# Start of TEXT
Thursday, June 23, 2011

Sue Ellen's Girl Ain't Fat, She Just Weighs Heavy Explains Southern Sayings & Gives Recipes for Good Eating

I wasn't sure what to expect from Shellie Rushing Tomlinson's latest book, Sue Ellen's Girl Ain't Fat, She Just Weighs Heavy: The Belle of All Things Southern Dishes on Men, Money, and Not Losing Your Midlife Mind.

Tomlinson was a new-to-me author and one whose website All Things Southern was a place I had never ventured. Julie from Book Hooked Blog recently raved about the book, and comedian Jeff Foxworthy wrote a blurb saying it was "laugh-out-loud funny," so I decided it must be worth my time.

Sue Ellen's Girl is not necessarily a book you have to read from cover to cover; it doesn't tell a story. Rather, it is chock full of Tomlinson's own stories about life in the south (and southern relatives), her readers' stories, definitions of southern sayings, and delicious-sounding recipes. I will admit that I felt a little behind, not having read the author's book Suck Your Stomach In & Put Some Color On! or having visited her website. Tomlinson frequently references things in the book and stories from her book tour.
# End of TEXT
__TASKS TO CARRY OUT__.
• a. Copy out the part of the book review that begins with the words containing "Tomlinson was a" and ends with "worth my time.".
• b. Carry on writing the book review from the point where it stops.
# Start of DATA EXTRACT
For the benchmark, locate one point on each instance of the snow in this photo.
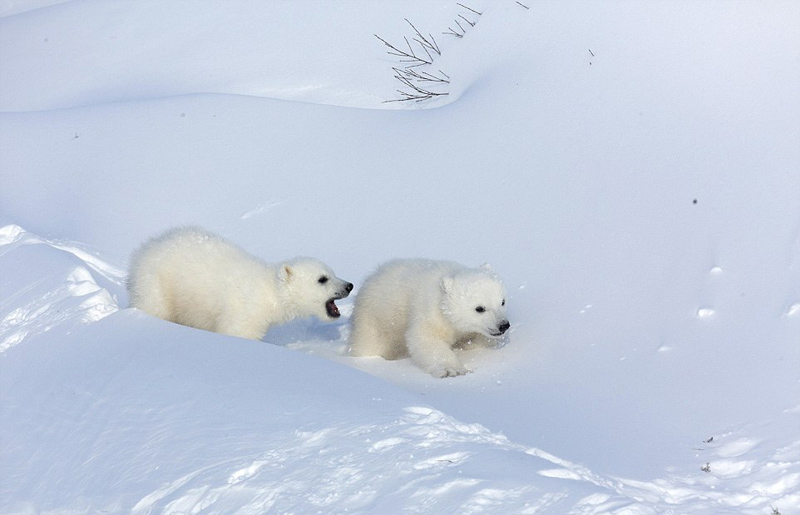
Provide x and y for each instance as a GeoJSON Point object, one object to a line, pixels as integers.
{"type": "Point", "coordinates": [631, 169]}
# End of DATA EXTRACT
__ANSWERS TO THE PROBLEMS__.
• a.
Tomlinson was a new-to-me author and one whose website All Things Southern was a place I had never ventured. Julie from Book Hooked Blog recently raved about the book, and comedian Jeff Foxworthy wrote a blurb saying it was "laugh-out-loud funny," so I decided it must be worth my time.

• b.
However, that just means I'll have to go back and read it at some point! I can definitely relate to the title. My whole life first my maternal grandmother and then my mother have encouraged me to "put a little color on" because otherwise I look "peaked." I won't reveal exactly when my mom let me start wearing mascara, but it was well before middle school. After all, I have her eyebrows and eyelashes, meaning when we have no "color" on, we look ill. When people who have never seen me sans makeup see me for the first time, they invariably think something is dreadfully wrong!

My favorite part of the book, hands down, were the absolutely mouth-watering recipes Tomlinson included. Apparently, she regularly includes recipes on her website, so there's no doubt I will be making my way over there frequently! Her daughter Jessica Ann (discussed fairly often in the book), also has a food blog called Kitchen Belleicious, another place I'm sure I will be frequenting. (I mean, seriously -- she recently posted both Spicy Crab and Roasted Red Pepper Mac and Cheese and Nutella Coconut and Caramel Brownies. Can you say YUM?!)

Another fabulous part was the way Tomlinson defines southernisms -- you know, words or phrases that southerners use all the time, that mean absolutely nothing to those outside the region. I'm not going to spoil the book by telling you the definitions, but should you happen to pick up a copy of Sue Ellen's Girl, you will be privy to the following vocabulary:
  • weighing heavy (that one is obviously included, given the title, right?)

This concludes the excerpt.